## EXERCISE DESCRIPTION
Transcribe all of the material exactly, except for its pictures.

## start

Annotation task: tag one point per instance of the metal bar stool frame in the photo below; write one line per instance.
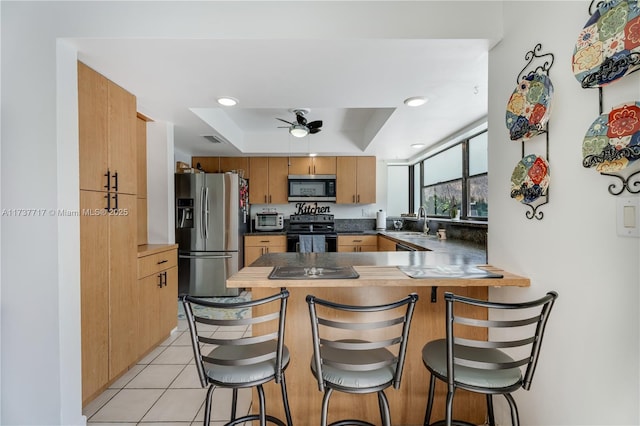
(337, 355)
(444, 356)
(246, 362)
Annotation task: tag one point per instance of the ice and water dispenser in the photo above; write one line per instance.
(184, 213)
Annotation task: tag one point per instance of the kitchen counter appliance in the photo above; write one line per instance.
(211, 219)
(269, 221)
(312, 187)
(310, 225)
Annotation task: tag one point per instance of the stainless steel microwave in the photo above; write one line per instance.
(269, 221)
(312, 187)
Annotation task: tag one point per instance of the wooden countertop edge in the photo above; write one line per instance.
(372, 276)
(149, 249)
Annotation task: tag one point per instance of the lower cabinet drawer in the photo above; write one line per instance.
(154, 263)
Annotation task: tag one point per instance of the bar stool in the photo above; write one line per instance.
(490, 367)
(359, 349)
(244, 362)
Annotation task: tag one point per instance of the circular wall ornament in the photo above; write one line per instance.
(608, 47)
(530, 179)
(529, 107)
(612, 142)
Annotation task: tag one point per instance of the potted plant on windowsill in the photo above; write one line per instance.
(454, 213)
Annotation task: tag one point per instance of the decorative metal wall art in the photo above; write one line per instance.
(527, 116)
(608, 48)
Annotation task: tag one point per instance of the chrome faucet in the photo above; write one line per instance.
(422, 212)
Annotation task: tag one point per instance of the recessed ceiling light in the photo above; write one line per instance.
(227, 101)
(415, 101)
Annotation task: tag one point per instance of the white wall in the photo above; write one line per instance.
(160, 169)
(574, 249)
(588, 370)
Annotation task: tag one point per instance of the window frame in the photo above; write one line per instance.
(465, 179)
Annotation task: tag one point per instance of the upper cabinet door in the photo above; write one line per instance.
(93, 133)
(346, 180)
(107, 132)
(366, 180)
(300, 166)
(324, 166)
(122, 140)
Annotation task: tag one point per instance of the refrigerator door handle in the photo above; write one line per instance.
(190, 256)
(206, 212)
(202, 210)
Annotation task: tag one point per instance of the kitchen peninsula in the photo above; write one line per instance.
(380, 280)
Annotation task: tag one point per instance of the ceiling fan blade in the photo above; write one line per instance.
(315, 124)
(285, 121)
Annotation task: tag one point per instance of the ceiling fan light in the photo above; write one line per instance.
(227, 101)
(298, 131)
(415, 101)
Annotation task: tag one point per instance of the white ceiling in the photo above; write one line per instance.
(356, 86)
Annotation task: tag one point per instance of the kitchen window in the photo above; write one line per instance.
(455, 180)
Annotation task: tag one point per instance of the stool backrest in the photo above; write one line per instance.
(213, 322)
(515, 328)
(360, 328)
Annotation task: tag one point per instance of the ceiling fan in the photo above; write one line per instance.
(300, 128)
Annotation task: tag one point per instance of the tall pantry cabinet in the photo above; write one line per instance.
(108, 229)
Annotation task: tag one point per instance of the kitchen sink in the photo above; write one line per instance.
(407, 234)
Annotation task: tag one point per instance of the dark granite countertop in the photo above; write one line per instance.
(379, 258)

## end

## SOLUTION FOR THIS TASK
Annotation task: tag one point per instance of the metal bar stool frame in the photo below; write one line per instance.
(337, 355)
(444, 356)
(246, 362)
Annotation task: tag one point per instance of the ice and water dispenser in the photo above; write one line per instance.
(184, 213)
Annotation task: tag one point per instance of the kitchen counter appliance in the photo above; write one line per instance.
(211, 219)
(269, 221)
(312, 187)
(310, 225)
Annotation task: tag one point per instance of the stainless steel microwave in the photo above; write one line per instance.
(269, 221)
(312, 187)
Annotation task: tag one point per instance of the wooden countertop edge in the photo above; write one line per instance.
(372, 276)
(149, 249)
Annotation task: tag one point per instance of the lower cabinet drawer in the photo above; write one line per instance.
(154, 263)
Annotation task: tag one point per instance of the bar stool in the photo above; write one line per instance.
(490, 367)
(359, 349)
(244, 362)
Annotation task: tag one point per instance of the circular wall ornament in the photo above; write one line per instance.
(608, 47)
(530, 179)
(529, 107)
(612, 142)
Annotation task: tag one point per instance of the potted plant on windowsill in the photo above; write one line per instance.
(454, 213)
Annotation task: tag one point per instance of the decorative metal wall art in the photo above; write one line per instance.
(527, 116)
(608, 48)
Annotation task: tag one point per instance of the chrome faucet in the photo above; write one line per instance.
(422, 212)
Annotation task: tag one point per instance of the recessed ceiling light in the photo above; write one line per instance.
(227, 101)
(415, 101)
Annotation task: tag one point per instance of the white wall in the photo above; write one line per instance.
(160, 169)
(574, 249)
(588, 370)
Annotation task: tag one point per instance of the window frame in the photo above; write one line per instance.
(465, 179)
Annotation task: tag one point per instance of the upper cabinet door in the photo above; write one line per instance.
(93, 133)
(346, 180)
(107, 132)
(366, 180)
(300, 166)
(324, 166)
(122, 140)
Annotation task: tag one point per instance of the refrigerator door handle in the photo above; write one line per instance.
(190, 256)
(206, 212)
(202, 210)
Annotation task: tag one point per instance of the kitchen peninsula in the photo above; write one line per instance.
(380, 280)
Annotation task: tag one point per instance of the ceiling fan blade in the photo above; write one line per instance.
(315, 124)
(285, 121)
Annotation task: tag one point per instance of the ceiling fan light in the photo above; write one line per instance.
(227, 101)
(298, 131)
(415, 101)
Annotation task: tag one point per instance of the white ceiling in the photo above; write one line per instance.
(356, 86)
Annotation task: tag one point per instance of the kitchen window in the photo above; write one line per instance.
(455, 180)
Annotation task: tag one point per instance of the stool backrest in the photo above; write one line per instance.
(213, 322)
(515, 328)
(360, 328)
Annotation task: tag one point per instance of the ceiling fan in the photo above; write one line per instance.
(300, 128)
Annotation task: tag one point per instance of the tall pantry cabinet in the photo above; write one line per instance.
(108, 229)
Annotation task: tag one point per instance of the kitchen sink in the photo above; write one line per instance.
(407, 234)
Annotation task: tag one point per instance of the dark granite countertop in the photo above; write one line per instance.
(379, 258)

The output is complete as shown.